Brief: I'd like the line containing "Objective — one marker per instance of the kitchen sink" and every line below it, to the end of the material, repeated exactly and with nothing else.

Provided entries:

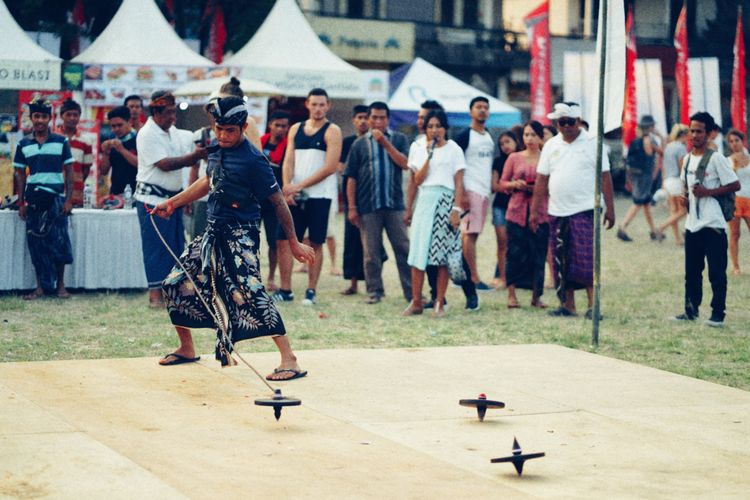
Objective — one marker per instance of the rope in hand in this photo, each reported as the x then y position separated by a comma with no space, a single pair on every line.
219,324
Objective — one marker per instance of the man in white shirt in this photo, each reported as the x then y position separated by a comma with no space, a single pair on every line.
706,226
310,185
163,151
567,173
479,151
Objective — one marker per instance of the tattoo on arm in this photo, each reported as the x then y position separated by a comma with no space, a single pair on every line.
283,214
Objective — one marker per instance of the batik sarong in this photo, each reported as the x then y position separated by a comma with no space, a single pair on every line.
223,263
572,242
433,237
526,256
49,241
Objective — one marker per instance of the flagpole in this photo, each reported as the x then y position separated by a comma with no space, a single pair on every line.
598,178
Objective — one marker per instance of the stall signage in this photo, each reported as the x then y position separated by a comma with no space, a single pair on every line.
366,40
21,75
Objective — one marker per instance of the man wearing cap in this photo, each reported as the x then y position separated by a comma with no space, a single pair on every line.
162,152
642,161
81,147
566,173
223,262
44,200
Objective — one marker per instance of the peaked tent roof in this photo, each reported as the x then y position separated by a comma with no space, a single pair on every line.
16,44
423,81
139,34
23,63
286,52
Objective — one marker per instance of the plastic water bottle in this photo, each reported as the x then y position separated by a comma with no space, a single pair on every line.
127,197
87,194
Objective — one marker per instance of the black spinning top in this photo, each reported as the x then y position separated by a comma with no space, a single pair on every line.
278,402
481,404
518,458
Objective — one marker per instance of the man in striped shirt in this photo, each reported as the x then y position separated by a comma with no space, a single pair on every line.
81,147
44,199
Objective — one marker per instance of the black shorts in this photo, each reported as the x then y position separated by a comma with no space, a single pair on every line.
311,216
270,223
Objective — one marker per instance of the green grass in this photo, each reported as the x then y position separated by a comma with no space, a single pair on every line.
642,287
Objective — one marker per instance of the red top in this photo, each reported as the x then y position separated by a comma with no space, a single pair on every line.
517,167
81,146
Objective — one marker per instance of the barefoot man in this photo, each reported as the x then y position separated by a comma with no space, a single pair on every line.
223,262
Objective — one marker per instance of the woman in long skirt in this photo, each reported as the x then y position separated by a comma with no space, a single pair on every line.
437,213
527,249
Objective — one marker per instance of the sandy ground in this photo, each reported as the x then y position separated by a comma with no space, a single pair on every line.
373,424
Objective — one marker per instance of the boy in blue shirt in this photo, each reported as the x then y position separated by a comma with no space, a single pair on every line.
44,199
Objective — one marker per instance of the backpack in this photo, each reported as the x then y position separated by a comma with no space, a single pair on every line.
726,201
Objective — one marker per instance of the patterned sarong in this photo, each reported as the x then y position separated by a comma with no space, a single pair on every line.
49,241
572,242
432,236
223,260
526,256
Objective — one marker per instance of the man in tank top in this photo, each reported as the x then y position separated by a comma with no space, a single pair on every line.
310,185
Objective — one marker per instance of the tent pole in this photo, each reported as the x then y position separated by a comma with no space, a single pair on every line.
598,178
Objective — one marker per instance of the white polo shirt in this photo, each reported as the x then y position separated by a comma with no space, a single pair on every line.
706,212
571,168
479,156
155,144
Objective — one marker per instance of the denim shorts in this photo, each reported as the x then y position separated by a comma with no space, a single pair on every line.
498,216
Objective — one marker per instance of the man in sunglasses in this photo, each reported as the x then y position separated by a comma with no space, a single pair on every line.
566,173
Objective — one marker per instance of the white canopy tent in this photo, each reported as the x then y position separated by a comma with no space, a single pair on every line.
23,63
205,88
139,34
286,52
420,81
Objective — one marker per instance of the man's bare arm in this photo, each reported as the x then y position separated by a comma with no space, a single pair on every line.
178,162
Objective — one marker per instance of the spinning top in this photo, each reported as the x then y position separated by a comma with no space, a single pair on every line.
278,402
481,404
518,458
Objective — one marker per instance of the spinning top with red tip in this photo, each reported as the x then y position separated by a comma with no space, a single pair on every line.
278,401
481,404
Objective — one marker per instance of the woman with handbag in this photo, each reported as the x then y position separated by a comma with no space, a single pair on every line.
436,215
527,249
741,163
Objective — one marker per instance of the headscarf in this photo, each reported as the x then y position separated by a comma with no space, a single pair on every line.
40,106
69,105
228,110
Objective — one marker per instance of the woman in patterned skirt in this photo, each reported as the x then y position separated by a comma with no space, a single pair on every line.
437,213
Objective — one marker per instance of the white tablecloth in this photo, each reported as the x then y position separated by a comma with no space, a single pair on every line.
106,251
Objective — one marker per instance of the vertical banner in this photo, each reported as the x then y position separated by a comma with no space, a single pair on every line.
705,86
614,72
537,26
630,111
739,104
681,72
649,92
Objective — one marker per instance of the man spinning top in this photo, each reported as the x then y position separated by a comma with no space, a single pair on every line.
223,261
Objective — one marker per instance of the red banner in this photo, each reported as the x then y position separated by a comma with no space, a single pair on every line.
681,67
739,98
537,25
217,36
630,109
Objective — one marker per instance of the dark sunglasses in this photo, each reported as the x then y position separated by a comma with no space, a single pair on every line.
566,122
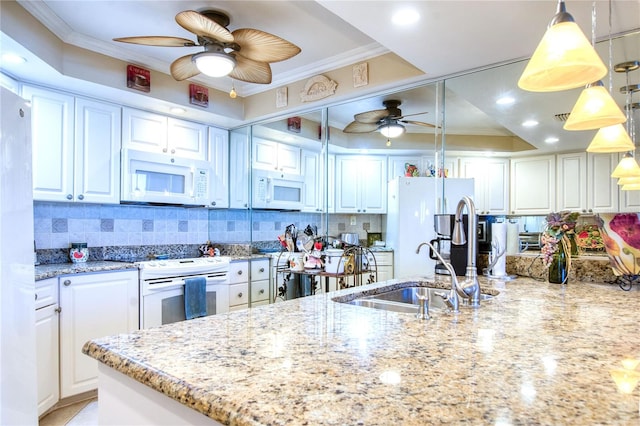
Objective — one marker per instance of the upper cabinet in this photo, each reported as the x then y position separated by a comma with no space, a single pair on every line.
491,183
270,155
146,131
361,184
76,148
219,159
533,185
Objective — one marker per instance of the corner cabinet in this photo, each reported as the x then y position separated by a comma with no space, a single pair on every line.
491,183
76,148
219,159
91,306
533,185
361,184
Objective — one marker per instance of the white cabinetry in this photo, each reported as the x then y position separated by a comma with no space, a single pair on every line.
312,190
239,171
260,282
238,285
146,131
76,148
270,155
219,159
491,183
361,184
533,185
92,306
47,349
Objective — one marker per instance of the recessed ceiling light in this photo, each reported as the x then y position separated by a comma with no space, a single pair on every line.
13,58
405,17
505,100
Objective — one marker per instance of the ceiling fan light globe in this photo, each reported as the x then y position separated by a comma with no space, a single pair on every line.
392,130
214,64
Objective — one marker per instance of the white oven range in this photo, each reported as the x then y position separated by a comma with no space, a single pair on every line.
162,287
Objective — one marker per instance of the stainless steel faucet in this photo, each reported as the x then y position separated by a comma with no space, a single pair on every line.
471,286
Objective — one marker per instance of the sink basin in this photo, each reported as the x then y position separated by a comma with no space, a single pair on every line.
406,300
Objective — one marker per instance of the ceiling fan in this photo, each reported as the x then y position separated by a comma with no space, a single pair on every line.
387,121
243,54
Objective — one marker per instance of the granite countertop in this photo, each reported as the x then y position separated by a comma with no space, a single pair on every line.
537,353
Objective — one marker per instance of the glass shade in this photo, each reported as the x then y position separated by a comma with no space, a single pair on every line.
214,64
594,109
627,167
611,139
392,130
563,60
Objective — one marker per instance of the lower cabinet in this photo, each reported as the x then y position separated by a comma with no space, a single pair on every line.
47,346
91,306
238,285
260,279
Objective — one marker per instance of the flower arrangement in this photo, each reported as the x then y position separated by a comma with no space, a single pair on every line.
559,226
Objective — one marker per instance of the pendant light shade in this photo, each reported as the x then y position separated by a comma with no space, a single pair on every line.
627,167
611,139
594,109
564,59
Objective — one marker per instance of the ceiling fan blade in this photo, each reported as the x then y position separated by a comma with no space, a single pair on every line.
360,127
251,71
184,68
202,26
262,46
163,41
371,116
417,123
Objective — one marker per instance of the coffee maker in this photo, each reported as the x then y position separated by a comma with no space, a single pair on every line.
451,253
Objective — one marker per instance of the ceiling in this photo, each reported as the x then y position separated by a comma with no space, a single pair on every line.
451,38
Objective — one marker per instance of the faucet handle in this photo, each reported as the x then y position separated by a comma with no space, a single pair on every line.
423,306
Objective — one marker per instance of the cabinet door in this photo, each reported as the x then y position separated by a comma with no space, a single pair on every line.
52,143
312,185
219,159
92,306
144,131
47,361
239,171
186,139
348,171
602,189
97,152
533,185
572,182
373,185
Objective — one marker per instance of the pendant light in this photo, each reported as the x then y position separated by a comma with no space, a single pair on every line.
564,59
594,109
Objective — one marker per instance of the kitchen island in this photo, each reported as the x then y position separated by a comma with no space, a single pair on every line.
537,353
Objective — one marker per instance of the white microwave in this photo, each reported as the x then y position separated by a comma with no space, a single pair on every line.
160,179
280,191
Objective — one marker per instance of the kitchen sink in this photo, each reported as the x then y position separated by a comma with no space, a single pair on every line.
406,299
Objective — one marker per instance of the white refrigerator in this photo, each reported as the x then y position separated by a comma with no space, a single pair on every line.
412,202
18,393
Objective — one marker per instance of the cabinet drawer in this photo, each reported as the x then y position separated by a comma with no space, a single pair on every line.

Written solution:
Objective — one marker per instance of the kitchen sink in this photo, each reported as the x then y position separated by a comma with no space, a single pair on every line.
406,299
Objective — one marker per instance of the white refrigerator in this photo, each reported as the x then y position separated by a comma with no space, a single pair on every line.
412,202
18,393
Objective — one marker per instance of the cabinet drawer in this photo, each reported as the x then y position separated by a comma with no space, a single pair on every line.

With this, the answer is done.